→ Recorded information:
____
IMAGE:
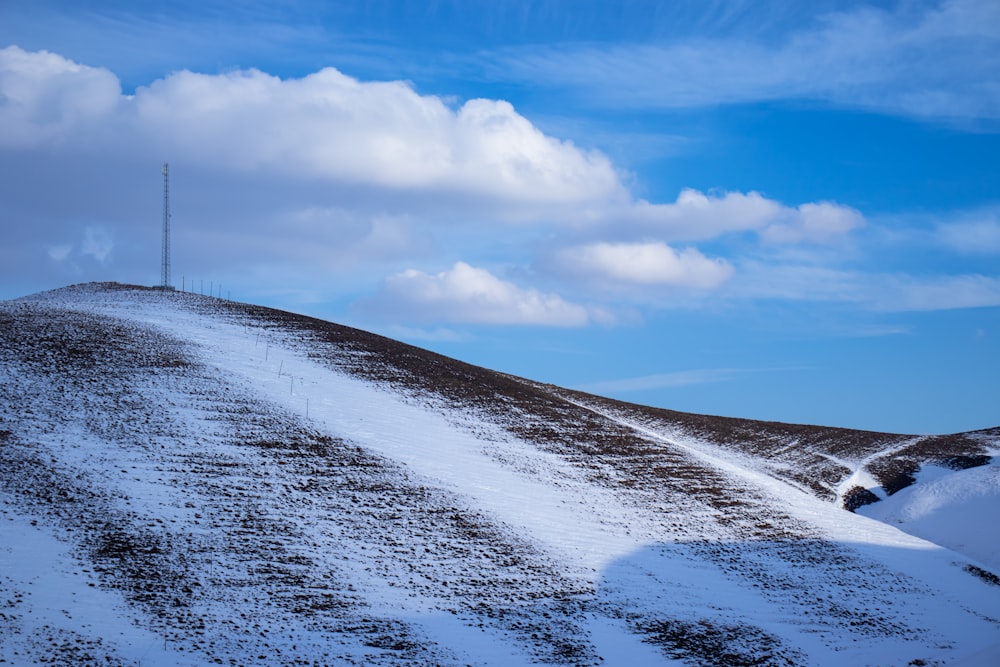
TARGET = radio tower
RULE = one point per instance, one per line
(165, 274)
____
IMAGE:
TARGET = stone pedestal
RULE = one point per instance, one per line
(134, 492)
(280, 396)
____
→ Instructions to follow:
Work out how many lines in the entries above include the word "TARGET". Respond with only the number.

→ Output of the task:
2